Подхватите приведенный ниже рассказ о служебном разбирательстве и продолжите его со следующего предложения после последнего.

▶ [Исходный фрагмент]
§

Вскоре началось разбирательство. Лабух написал слезливую докладную на имя Главного. Мне было велено писать объяснение, что я и сделал, от души простебав кадровиков сложносочиненными и сложноподчиненными предложениями, зевгмами, метафорами, синекдохами и прочими филологическими ништяками общим объемом 17 тысяч знаков, в устной форме добавив, что еще полтора столетия назад хамов убивали за меньшее. После этого мне оставалось лишь ожидать окончательного вердикта, хотя кадровик намекнул сразу: если кто и пострадает в итоге, то никак не Лабух.
Так и случилось. Я получил выговор за нарушение правил поведения государственного служащего, Лабух получил возможность и дальше их не соблюдать. В этом и состоит одна из главных особенностей лепрозория: санитар всегда прав. Я знал это всегда, всегда об этом помнил и именно поэтому ни о чем не сожалею.

§

▶ [Представленные данные]
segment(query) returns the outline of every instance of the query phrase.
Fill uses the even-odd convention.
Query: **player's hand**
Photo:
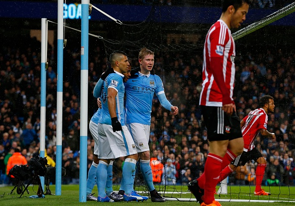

§

▶ [Результат выполнения]
Хотя нет, кое-что есть. Переносицу можно было все-таки сломать.
Затем начался Майдан, и меня уволили. Как и за что, расскажу в следующий раз, так как эфирное время подошло к концу, а срок действия моих витаминов истек.
Понедельник. Хотя и последний день зимы, но все же понедельник. День так себе. Диванный уют, перманентная осада холодильника и обволакивающая домашняя неспешность сменились жестким офисным креслом, пакетированным чаем в картонных стаканчиках и натурально иезуитской активностью предпенсионного начальника. Начальник. Ох…
Я отношусь к нему терпимо – честное слово. С пониманием. Я сам по себе человек не злой. К сожалению. Даже ксенофобию в себе развить не удалось – поднять, ее на должный уровень. Индусу зажигалку вчера подарил. Он прикурить попросил, а я ему – зажигалку. «Кури, – говорю, – Митхун, на здоровье». Он улыбнулся так хорошо. Может, имя угадал.
О попрошайках вообще молчу. Подаю всегда, всем и щедро. Некоторые люмпены, традиционно пребывающие в образе прошедших горячие точки инвалидов, едва завидев меня, подобно Форресту Гампу, на ходу теряют костыли.
– Помоги, пожалуйста, друг!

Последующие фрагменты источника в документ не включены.